START Raw data

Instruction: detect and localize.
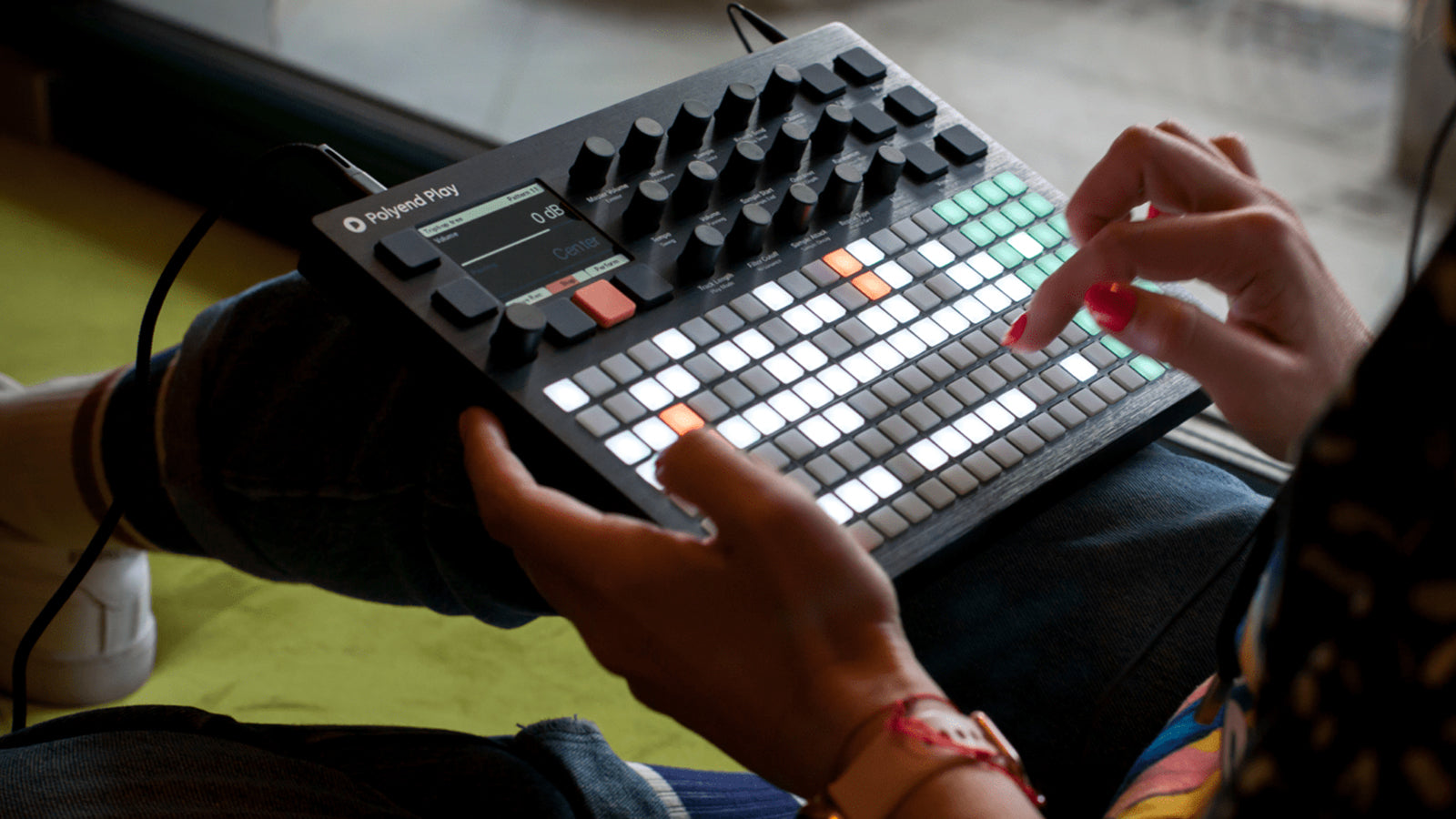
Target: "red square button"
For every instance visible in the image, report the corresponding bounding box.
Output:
[571,278,636,328]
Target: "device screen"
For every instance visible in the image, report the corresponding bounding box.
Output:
[420,181,631,305]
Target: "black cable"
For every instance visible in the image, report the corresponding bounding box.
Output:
[726,3,789,54]
[1405,0,1456,293]
[10,143,384,732]
[1405,96,1456,293]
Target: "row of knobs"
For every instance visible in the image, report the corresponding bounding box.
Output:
[666,138,905,281]
[571,66,809,191]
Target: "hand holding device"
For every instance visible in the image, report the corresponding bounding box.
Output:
[460,410,939,794]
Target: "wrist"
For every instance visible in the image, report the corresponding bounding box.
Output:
[801,693,1044,819]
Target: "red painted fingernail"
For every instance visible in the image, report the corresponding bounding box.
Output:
[1002,307,1026,347]
[1082,281,1138,332]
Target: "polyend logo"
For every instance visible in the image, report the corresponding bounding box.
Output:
[344,185,460,233]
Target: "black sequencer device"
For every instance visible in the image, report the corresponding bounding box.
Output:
[300,24,1206,574]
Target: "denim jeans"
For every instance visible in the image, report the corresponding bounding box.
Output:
[0,274,1267,816]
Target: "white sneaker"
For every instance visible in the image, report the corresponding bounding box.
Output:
[0,375,157,705]
[0,540,157,705]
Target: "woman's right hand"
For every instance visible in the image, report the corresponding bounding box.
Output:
[1007,123,1370,459]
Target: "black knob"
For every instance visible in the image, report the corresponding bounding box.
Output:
[672,159,718,213]
[767,123,810,174]
[490,303,546,369]
[667,99,713,152]
[759,63,804,123]
[715,83,759,134]
[619,116,662,174]
[622,179,667,238]
[728,204,774,259]
[723,143,763,196]
[570,137,617,191]
[774,185,818,236]
[814,105,854,155]
[677,225,723,281]
[820,163,864,216]
[864,146,905,199]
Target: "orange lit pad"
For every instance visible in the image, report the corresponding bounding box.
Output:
[571,278,636,328]
[657,404,703,436]
[824,248,864,276]
[852,272,890,301]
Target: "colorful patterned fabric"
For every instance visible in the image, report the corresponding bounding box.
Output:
[1108,232,1456,819]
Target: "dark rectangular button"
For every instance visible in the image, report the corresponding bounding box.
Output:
[612,264,672,308]
[903,143,951,182]
[885,86,935,126]
[834,46,885,86]
[541,298,597,347]
[374,228,440,278]
[852,102,895,143]
[799,63,849,102]
[935,126,987,165]
[430,276,500,328]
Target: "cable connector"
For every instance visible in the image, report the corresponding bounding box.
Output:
[318,143,386,194]
[726,3,789,54]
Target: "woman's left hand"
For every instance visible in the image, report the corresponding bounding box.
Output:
[460,410,939,794]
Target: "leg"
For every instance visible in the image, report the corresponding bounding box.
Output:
[903,446,1269,816]
[132,274,546,625]
[0,707,798,819]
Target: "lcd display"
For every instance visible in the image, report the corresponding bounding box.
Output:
[420,182,631,305]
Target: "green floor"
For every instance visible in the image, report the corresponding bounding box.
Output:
[0,130,735,768]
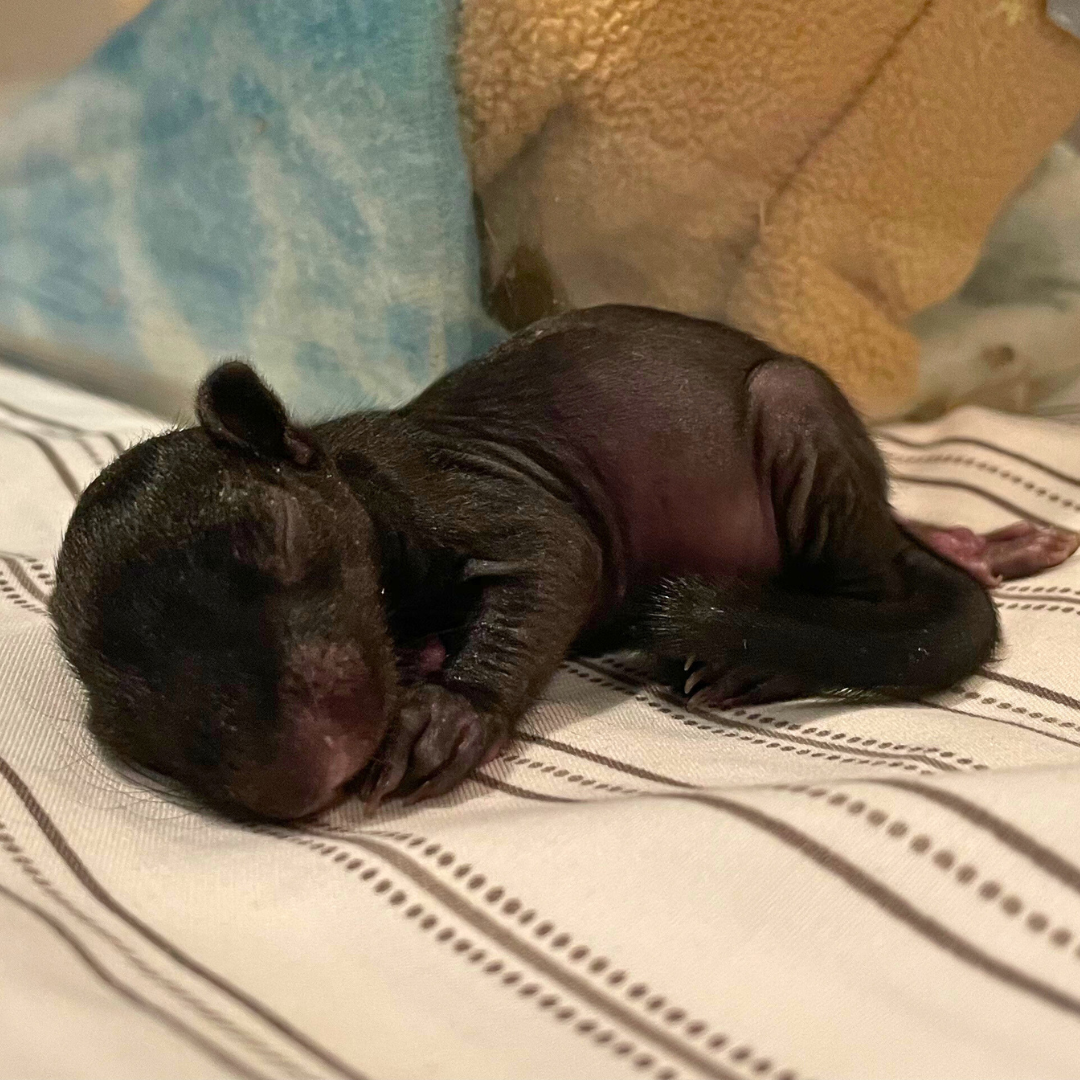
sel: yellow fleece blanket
[458,0,1080,418]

END Raw data

State how many lines in the listing above contain the string "button". Give only the number.

2